Exercise details >>
Could you give the data below again, exactly and completely?

Coordinate annotation records >>
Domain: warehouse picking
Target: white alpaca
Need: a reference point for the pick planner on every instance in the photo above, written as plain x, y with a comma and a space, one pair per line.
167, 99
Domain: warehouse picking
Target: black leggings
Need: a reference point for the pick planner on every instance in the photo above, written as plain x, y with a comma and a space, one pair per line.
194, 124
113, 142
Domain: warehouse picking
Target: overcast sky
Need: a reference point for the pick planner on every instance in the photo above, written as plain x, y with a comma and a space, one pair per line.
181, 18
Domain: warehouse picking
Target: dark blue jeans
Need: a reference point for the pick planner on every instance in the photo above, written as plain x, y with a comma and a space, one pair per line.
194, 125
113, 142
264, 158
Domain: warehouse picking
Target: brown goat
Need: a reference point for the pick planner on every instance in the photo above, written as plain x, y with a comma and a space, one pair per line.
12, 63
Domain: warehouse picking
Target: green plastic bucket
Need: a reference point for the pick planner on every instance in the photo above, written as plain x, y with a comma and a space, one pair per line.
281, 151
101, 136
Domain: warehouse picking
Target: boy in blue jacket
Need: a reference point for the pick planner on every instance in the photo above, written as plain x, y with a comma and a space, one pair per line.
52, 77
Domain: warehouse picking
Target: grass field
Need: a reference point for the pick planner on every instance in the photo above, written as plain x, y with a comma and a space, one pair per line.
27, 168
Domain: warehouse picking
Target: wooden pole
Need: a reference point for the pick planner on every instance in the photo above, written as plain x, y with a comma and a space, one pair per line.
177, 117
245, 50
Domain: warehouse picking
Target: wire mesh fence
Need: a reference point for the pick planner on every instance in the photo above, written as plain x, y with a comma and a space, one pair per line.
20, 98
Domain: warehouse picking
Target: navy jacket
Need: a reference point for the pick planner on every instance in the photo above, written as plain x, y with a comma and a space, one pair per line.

Solution to this task >>
Domain: warehouse picking
Target: white alpaca
Need: a reference point for the pick planner on every instance in the photo above, written as plain x, y with a comma and a space, one pair per line.
167, 99
Domain: warehouse picking
Target: black leggings
Need: a reference point for the pick planner on every instance in the photo above, written as plain x, y with a comma and a space, one pair per line.
194, 124
113, 142
Domain: warehouse picking
Target: overcast sky
Need: a reference point for the pick planner on every instance in the photo above, written as plain x, y with a comma and a space, one pair per line.
181, 18
Domain: warehouse picking
Target: dark blue jeans
Need: a reference point for the pick planner on every instance in the photo above, written as plain x, y with a comma and a space, one pair per line.
194, 125
113, 142
264, 158
Domain: warehouse picking
Target: brown goat
Need: a reference point for the pick planner on every instance in the photo above, written as plain x, y with a comma and a space, one pair per line.
12, 63
Domain: warehouse picking
Target: green plastic bucket
Need: a reference point for the pick planner on every instance in the photo above, written as plain x, y with a comma and a space, one pair per line.
281, 151
101, 136
Domain: warehouse picking
Target: boy in blue jacket
Need: a reference point for the pick planner on every instance in the photo above, written as plain x, y with a comma and a space, one pair per line.
52, 77
Domain: warehouse picking
Target: grass field
Need: a reference point for the pick planner on every instance in the photo above, written as plain x, y with a comma and a space, one pair per line.
27, 168
Domain: warehouse picking
Target: wooden pole
Need: a reference point for the pick planner on every instance in the photo above, written as plain x, y with a comma and a space, one pair per line.
177, 117
245, 50
Domain: warehouse picking
Target: wire mesh fence
Need: a reference point for the pick planner on every instance in the photo above, written as plain x, y with a comma and a space, one pair per line.
20, 98
Domain: warehouse picking
Target: navy jacket
Need: a reference point for the pick planner on every instance in the photo above, written as plain x, y with a comma and a space, one pair per line.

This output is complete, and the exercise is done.